Provided records
★ ★ ★ ★
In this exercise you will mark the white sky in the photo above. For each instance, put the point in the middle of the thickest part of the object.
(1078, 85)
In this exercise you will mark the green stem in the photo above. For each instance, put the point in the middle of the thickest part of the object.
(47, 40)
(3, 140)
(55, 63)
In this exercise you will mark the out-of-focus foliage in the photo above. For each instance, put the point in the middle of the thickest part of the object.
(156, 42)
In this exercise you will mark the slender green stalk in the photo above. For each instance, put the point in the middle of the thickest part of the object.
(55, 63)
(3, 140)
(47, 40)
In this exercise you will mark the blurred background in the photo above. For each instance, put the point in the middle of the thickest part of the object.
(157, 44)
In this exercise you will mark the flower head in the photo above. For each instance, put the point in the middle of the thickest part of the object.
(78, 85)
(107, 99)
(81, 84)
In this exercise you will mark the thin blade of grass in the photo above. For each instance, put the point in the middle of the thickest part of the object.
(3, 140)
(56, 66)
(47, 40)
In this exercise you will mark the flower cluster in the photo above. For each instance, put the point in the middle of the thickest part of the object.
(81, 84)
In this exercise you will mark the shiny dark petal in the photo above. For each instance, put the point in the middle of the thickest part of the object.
★ ★ ★ ★
Exercise description
Copy out, word for word, everything from the line containing "In this exercise you will mark the blurred" down to the end of the records above, including both the first and last lines.

Output for this exercise
In this exercise you will mark the blurred background in the photo above. For each instance, put the point in the middle of the thickest part of the object.
(157, 44)
In this exercise you will mark the flower head in the photo above. For each instance, put the point in the middle of the thickest part of the object.
(78, 85)
(107, 99)
(81, 84)
In this exercise you will mark the thin blade of grass in the photo above. For each instance, put the point in the middle of the thickest part of the object.
(3, 140)
(56, 66)
(47, 40)
In this exercise you will mark the flower cluster in the photo above. For each instance, put the point in the middle of the thickest part of the object.
(81, 84)
In this exercise you will mark the shiny dark petal in the photo above. For each instance, put the point in the middle of the thickest part of the object.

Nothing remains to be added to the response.